Excerpted data
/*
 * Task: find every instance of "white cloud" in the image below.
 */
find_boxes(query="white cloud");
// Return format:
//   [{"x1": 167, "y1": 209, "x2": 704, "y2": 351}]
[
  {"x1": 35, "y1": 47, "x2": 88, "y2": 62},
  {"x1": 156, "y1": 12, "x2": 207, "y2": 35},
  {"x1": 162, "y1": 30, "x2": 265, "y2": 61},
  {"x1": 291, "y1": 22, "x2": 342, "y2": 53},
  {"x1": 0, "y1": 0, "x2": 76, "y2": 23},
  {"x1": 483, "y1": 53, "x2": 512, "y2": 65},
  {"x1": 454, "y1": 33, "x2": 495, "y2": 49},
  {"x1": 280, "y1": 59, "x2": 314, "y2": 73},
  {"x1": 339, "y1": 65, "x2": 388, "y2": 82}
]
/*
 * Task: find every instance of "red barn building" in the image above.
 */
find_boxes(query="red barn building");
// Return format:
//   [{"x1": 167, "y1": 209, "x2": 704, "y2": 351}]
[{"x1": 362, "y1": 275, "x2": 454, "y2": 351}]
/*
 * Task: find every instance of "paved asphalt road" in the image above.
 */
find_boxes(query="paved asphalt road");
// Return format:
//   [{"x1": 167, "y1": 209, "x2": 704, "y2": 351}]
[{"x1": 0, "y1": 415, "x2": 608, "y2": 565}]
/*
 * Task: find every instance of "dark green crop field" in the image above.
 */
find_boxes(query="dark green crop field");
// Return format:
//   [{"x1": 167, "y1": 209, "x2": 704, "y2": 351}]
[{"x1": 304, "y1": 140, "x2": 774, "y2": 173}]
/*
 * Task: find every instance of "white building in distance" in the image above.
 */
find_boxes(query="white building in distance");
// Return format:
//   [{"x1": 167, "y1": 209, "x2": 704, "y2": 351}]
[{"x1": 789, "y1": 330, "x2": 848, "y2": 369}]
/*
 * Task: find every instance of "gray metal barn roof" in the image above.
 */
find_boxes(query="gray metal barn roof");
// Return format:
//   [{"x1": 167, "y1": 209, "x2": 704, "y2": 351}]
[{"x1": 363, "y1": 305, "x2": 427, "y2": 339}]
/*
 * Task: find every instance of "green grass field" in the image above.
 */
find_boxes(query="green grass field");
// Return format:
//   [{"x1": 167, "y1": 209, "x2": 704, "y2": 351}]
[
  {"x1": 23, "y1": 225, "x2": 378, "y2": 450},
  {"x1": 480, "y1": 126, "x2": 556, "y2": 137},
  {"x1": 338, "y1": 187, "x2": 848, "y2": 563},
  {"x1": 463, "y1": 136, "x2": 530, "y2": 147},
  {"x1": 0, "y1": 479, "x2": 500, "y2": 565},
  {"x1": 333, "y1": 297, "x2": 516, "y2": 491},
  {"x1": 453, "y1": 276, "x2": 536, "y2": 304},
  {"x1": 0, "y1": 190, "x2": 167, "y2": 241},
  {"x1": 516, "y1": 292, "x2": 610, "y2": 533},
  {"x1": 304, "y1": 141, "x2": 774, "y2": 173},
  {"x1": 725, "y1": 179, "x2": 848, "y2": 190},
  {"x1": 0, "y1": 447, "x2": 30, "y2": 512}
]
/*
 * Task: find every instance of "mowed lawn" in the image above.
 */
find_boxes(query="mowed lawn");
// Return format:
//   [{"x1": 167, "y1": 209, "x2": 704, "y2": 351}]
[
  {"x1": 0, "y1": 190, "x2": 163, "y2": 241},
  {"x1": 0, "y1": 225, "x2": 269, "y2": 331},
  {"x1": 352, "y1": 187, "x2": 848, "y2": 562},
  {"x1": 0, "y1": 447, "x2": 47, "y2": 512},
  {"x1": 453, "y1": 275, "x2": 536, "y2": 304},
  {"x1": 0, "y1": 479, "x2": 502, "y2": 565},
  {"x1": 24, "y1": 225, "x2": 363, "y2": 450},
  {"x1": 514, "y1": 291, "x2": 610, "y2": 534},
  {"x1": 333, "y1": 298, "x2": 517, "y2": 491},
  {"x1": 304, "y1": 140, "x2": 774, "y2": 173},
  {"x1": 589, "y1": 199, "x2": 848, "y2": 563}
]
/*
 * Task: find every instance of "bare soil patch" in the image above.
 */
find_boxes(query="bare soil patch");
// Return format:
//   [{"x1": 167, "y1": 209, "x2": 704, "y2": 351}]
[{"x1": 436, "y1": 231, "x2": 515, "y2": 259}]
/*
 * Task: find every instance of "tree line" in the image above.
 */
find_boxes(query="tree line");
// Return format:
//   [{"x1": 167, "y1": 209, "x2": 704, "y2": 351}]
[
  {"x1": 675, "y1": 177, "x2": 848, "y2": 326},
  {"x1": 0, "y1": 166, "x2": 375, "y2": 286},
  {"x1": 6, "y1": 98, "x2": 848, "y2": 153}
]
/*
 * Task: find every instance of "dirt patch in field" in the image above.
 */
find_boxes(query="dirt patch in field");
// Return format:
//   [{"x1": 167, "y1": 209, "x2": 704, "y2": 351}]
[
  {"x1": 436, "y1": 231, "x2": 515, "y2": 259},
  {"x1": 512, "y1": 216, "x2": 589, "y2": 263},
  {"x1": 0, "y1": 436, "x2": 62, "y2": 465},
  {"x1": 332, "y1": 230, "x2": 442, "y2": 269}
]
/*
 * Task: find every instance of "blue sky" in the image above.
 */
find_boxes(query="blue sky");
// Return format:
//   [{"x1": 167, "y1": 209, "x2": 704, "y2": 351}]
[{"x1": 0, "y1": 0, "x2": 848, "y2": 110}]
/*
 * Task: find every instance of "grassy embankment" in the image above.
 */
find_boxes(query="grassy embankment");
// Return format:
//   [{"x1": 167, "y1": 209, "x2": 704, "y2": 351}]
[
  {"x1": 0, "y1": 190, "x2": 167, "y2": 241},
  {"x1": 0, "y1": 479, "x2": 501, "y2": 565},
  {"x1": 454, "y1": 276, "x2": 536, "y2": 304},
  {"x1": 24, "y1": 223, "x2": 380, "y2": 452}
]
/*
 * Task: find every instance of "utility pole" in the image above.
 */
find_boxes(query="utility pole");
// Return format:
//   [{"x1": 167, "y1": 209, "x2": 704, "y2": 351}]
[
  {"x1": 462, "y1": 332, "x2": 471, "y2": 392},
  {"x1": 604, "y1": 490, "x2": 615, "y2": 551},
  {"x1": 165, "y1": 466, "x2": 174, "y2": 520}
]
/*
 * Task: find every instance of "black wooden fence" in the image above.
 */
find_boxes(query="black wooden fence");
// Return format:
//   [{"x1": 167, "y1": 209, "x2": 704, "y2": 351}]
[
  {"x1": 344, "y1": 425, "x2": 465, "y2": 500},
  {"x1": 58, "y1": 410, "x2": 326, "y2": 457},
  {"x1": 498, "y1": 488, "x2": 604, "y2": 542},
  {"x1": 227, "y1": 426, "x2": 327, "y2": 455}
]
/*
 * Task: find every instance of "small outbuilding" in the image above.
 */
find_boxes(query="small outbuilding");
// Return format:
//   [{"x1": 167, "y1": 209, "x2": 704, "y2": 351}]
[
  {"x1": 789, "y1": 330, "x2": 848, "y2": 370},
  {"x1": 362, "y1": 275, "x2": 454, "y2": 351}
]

Request
Pick out every line in the records that contains the word "asphalt". Letter case counts.

Answer to the task
 * Task: find every instance of "paved asphalt road" in the image above.
find_boxes(query="paved asphalt road");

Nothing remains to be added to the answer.